Problem requirements:
Answer these questions from the text on Crocus City Mall:
1. In what year did the two-storey building open?
2. The Myakinino station was built on the extension of which Moscow Metro line?
3. Which brand is listed under children's wear?

Provided text:
---------------

Crocus City Mall is a shopping mall located in Krasnogorsk, a western suburb of Moscow, Russia.

Development
Developed by Aras Agalarov's Crocus International, the site is located near the Moscow Oblast Administrative HQ, just outside Moscow's MKAD ring road. Built of natural stone in a mixture between neo-classical and oriental architectural styles, the two-storey building opened in 2002.

Transport
The  paid for the Moscow Metro railway station at Myakinino to be additionally planned and built on the extension of the Arbatsko-Pokrovskaya Line, located between Volokolamskaya and Strogino stations. Added as a single-platform ground-based station, it was built as a two-platform underground development, thanks to Crocus's funding input. Myakinino opened on 26 December 2009 which is the first station to be built outside Moscow.

Present
Today it houses retailers, including:
Clothing: Agent Provocateur, Aquascutum, Armani, Calvin Klein, JLO by Jennifer Lopez, Philipp Plein, Vivienne Westwood
Children's wear: Steiff
Housewares: Royal Doulton
Accessories: Bally, Faberge, Land Rover, Wedgwood

Crocus Expo

Crocus Expo is the adjacently located trade fair and business centre, also built, run and operated by Crocus International. It is the largest business centre in Russia.

---------------

Stored data:
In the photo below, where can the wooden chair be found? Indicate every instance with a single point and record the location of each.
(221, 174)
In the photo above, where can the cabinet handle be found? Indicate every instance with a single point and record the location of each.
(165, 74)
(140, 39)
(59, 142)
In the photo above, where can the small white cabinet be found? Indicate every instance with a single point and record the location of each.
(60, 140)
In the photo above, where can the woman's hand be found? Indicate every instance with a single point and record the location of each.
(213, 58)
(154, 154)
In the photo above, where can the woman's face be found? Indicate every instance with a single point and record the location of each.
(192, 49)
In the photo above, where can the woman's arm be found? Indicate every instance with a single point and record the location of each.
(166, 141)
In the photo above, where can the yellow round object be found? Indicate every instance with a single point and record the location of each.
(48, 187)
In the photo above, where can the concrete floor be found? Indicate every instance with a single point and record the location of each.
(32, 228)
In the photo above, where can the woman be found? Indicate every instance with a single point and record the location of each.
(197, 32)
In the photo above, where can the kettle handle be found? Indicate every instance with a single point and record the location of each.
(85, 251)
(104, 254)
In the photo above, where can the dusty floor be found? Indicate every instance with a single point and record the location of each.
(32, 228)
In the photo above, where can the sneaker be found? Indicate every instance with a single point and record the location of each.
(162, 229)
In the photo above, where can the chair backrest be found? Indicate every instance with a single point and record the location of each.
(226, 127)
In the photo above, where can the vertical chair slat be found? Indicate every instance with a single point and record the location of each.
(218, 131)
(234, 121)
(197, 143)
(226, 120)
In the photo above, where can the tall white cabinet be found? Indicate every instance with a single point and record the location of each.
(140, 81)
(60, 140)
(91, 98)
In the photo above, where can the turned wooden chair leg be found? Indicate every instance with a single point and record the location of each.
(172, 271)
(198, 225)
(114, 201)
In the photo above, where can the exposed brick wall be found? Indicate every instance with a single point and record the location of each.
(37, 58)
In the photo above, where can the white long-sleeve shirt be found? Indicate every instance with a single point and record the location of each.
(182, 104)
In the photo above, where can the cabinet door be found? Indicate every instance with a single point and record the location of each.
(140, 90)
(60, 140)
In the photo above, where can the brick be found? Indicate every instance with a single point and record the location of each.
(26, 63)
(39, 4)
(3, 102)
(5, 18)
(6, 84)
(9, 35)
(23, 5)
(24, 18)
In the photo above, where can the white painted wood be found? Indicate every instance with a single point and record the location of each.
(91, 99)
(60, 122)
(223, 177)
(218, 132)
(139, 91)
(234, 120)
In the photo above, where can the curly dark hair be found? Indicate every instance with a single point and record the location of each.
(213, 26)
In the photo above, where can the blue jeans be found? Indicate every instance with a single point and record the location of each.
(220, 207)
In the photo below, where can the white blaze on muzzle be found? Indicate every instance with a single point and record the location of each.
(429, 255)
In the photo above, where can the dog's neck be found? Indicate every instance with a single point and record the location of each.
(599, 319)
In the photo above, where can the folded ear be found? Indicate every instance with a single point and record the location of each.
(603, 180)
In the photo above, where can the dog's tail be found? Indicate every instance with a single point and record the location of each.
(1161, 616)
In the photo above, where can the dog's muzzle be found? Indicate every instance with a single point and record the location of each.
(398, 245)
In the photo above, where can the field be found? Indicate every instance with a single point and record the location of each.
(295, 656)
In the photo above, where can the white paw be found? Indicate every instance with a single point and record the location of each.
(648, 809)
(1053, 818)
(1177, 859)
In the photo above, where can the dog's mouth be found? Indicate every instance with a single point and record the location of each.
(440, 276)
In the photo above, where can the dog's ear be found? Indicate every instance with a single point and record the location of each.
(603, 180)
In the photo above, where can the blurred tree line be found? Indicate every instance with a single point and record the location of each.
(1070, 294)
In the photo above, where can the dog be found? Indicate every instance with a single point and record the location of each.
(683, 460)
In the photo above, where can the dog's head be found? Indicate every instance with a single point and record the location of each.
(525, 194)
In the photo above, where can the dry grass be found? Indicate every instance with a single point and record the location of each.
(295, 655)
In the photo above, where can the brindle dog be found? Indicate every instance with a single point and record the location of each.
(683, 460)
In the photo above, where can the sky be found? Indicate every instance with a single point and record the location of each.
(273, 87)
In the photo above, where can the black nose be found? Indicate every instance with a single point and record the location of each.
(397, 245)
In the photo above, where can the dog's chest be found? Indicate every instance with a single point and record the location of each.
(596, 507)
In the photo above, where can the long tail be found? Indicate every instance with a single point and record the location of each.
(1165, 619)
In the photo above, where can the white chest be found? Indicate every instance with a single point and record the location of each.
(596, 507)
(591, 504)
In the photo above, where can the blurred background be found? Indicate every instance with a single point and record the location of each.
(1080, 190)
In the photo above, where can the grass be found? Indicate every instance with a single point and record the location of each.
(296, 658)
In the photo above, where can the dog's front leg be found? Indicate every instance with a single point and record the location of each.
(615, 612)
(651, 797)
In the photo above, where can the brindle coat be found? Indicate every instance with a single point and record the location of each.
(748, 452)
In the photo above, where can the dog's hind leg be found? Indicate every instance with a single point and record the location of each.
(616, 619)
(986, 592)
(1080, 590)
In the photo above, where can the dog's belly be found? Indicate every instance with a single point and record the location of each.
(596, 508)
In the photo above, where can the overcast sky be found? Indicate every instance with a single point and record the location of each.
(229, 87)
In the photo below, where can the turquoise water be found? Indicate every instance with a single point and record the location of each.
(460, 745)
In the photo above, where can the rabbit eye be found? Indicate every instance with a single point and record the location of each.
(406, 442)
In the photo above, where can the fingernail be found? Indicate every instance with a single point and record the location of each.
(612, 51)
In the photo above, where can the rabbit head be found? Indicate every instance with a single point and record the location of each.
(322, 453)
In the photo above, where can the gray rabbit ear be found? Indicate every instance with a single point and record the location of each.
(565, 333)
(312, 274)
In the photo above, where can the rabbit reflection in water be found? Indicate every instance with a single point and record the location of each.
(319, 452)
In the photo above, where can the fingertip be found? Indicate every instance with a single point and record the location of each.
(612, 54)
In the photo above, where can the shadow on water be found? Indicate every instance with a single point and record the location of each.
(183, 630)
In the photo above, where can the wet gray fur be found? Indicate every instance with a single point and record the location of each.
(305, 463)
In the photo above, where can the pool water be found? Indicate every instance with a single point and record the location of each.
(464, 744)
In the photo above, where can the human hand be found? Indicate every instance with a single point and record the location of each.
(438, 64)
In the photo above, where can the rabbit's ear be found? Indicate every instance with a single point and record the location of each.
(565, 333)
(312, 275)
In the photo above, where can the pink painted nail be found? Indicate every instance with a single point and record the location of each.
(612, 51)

---------------

Exercise answer:
1. 2002
2. The Arbatsko-Pokrovskaya Line
3. Steiff